# Exercise description
Count the lines in the rows below that contain the string "blue", treating uppercase and lowercase letters as different. Reply with the number alone.

# Data for the task
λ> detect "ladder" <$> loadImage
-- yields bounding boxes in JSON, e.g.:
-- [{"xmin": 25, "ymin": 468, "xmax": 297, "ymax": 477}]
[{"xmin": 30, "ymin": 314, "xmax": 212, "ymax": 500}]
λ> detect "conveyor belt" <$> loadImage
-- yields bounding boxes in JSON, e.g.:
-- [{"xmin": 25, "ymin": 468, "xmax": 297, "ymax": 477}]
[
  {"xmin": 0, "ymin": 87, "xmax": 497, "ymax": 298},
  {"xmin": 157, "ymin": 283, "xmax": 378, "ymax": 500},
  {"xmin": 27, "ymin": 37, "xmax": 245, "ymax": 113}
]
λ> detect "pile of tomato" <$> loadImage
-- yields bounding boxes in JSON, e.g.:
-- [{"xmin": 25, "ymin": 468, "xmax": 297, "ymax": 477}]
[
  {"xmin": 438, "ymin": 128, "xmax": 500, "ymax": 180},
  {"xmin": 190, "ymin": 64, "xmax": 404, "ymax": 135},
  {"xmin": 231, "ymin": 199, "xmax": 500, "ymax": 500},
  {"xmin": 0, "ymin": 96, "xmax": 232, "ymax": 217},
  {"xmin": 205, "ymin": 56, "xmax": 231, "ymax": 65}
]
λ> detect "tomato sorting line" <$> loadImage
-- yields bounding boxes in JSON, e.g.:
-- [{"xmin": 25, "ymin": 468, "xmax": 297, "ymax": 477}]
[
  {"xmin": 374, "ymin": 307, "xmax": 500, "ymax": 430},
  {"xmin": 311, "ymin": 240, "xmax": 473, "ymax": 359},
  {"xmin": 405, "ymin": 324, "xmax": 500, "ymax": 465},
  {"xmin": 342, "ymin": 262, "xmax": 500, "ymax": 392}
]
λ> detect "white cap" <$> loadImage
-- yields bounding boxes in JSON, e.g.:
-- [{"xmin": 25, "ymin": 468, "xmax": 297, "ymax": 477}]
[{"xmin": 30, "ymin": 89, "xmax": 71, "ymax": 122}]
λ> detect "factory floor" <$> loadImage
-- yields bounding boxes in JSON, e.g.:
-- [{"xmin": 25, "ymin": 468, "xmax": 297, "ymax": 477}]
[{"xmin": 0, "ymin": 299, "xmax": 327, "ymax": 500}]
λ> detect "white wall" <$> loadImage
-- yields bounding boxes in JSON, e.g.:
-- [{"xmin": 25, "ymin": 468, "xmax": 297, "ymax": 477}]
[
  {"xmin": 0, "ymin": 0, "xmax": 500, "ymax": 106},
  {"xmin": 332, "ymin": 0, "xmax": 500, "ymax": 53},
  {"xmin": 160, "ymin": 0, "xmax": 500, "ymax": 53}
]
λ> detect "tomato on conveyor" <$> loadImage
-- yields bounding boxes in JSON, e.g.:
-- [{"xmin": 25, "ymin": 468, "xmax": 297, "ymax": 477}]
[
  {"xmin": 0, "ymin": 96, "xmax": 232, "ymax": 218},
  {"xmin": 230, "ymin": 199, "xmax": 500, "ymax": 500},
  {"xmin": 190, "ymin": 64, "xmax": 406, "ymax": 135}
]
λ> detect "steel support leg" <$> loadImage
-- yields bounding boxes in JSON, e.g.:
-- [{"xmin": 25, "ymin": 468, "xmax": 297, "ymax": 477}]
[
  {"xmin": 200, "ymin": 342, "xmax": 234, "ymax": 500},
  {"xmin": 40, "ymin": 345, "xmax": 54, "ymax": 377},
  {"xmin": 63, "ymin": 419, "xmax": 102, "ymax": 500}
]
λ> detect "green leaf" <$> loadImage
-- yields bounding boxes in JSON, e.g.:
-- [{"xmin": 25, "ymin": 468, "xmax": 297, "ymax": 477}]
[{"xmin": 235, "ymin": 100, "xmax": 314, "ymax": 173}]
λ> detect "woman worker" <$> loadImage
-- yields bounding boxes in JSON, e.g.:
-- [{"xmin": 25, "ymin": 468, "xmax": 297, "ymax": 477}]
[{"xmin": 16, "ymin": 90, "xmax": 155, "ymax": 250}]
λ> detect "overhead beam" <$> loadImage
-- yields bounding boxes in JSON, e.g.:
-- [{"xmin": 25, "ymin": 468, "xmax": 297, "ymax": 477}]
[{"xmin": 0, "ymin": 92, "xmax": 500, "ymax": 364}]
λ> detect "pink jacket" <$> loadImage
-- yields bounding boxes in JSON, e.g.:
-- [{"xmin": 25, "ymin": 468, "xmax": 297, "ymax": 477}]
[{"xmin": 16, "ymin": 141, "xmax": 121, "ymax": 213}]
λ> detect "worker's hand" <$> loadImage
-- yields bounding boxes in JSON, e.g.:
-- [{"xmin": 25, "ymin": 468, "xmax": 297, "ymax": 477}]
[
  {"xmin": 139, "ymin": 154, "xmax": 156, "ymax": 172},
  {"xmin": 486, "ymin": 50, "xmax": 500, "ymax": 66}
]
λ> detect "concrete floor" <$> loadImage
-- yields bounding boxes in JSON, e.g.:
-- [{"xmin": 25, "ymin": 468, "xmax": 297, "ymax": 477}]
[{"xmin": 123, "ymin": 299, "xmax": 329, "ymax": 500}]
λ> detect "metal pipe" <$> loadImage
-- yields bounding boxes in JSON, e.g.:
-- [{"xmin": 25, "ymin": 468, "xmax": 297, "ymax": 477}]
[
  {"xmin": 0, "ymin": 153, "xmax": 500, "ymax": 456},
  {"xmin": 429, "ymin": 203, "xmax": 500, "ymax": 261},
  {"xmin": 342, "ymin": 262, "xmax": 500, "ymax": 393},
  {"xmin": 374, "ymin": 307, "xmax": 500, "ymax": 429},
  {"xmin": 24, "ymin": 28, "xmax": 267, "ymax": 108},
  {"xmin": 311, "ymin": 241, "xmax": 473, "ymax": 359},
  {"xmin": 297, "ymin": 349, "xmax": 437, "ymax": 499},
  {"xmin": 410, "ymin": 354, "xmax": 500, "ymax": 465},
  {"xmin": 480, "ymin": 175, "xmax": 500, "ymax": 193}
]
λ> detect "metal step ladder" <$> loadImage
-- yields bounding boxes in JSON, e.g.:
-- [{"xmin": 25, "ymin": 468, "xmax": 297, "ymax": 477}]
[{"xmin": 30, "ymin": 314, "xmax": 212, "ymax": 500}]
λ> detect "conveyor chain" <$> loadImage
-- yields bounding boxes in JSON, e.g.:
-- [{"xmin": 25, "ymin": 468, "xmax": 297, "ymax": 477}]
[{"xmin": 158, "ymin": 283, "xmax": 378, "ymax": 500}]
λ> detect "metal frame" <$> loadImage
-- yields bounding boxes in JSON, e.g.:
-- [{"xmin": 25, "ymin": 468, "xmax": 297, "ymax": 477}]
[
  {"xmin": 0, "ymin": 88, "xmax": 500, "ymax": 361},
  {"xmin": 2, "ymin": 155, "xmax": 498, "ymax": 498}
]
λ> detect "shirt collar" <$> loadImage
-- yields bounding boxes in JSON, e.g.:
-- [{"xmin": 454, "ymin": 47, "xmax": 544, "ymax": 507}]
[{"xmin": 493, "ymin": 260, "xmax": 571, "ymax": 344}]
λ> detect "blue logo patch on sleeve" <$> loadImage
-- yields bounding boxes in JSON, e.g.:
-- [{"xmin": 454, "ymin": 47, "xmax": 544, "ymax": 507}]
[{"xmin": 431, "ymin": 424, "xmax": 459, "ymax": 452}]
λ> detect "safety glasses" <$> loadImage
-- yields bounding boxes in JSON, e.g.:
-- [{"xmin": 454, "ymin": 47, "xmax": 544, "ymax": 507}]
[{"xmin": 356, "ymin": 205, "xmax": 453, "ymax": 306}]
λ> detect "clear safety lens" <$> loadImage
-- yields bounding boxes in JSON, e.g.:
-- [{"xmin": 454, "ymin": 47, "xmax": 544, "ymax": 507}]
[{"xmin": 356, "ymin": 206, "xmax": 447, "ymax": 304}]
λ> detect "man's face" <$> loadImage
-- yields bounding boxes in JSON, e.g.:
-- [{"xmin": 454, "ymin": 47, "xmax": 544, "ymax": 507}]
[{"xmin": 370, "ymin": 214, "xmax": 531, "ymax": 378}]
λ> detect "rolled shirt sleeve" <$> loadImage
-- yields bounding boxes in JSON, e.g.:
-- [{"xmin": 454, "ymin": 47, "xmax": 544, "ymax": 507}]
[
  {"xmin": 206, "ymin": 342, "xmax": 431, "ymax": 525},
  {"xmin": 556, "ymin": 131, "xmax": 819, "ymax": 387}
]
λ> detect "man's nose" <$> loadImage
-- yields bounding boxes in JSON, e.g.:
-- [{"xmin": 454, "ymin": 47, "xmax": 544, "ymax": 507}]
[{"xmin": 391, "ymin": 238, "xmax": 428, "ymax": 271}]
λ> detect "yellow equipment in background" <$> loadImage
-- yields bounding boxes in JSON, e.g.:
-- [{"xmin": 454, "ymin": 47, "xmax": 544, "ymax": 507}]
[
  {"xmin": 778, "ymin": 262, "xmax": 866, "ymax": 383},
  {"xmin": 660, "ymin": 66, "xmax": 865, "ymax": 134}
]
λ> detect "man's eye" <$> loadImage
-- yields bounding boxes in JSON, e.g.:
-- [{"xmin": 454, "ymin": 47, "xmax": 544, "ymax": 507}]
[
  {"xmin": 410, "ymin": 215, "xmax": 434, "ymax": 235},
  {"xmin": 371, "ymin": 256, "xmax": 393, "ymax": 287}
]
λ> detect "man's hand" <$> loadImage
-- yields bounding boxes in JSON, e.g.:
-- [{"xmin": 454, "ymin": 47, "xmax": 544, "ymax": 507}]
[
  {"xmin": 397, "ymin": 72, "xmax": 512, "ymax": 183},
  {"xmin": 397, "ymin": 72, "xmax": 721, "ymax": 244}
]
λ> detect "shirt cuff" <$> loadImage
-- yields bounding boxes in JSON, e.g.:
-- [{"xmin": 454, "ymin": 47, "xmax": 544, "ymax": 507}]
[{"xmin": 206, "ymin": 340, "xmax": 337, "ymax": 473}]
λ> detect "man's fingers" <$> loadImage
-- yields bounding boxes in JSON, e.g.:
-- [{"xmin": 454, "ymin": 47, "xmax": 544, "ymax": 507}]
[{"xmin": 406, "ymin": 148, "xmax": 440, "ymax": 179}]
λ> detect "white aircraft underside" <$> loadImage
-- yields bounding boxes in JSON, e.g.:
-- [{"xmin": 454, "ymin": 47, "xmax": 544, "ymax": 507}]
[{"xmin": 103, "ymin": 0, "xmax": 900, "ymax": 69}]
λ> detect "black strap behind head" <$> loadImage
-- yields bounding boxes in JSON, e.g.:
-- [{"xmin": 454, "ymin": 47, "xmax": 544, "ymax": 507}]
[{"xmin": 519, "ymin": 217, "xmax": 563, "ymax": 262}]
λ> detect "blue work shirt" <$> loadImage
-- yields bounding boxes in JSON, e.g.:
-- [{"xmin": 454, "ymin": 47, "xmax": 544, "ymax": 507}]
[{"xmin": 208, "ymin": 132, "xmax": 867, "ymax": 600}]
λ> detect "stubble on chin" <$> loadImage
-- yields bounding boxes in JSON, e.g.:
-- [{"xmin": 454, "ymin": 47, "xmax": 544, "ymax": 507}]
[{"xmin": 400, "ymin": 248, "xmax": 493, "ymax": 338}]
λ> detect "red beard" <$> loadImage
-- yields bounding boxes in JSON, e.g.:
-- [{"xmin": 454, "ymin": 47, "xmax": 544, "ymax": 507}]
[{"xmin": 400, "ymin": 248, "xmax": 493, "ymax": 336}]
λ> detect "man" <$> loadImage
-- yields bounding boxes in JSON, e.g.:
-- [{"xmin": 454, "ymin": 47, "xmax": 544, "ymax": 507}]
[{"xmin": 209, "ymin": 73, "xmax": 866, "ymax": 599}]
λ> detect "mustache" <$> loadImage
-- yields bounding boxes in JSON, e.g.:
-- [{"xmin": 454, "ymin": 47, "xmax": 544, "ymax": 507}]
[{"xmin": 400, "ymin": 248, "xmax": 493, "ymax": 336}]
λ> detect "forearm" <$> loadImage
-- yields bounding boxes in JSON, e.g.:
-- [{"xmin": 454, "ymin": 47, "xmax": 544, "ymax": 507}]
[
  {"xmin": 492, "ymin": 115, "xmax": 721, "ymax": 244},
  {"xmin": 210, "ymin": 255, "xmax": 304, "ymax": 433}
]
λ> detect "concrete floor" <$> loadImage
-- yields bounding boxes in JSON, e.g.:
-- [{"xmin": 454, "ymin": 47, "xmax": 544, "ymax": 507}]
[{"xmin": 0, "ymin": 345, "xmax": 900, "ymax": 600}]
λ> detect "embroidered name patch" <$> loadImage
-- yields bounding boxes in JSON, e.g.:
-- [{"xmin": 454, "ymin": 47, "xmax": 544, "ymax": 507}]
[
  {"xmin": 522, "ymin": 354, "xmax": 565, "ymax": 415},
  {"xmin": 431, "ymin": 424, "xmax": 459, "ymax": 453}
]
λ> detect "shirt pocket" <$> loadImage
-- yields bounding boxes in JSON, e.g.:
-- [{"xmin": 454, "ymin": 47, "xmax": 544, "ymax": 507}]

# Full solution
2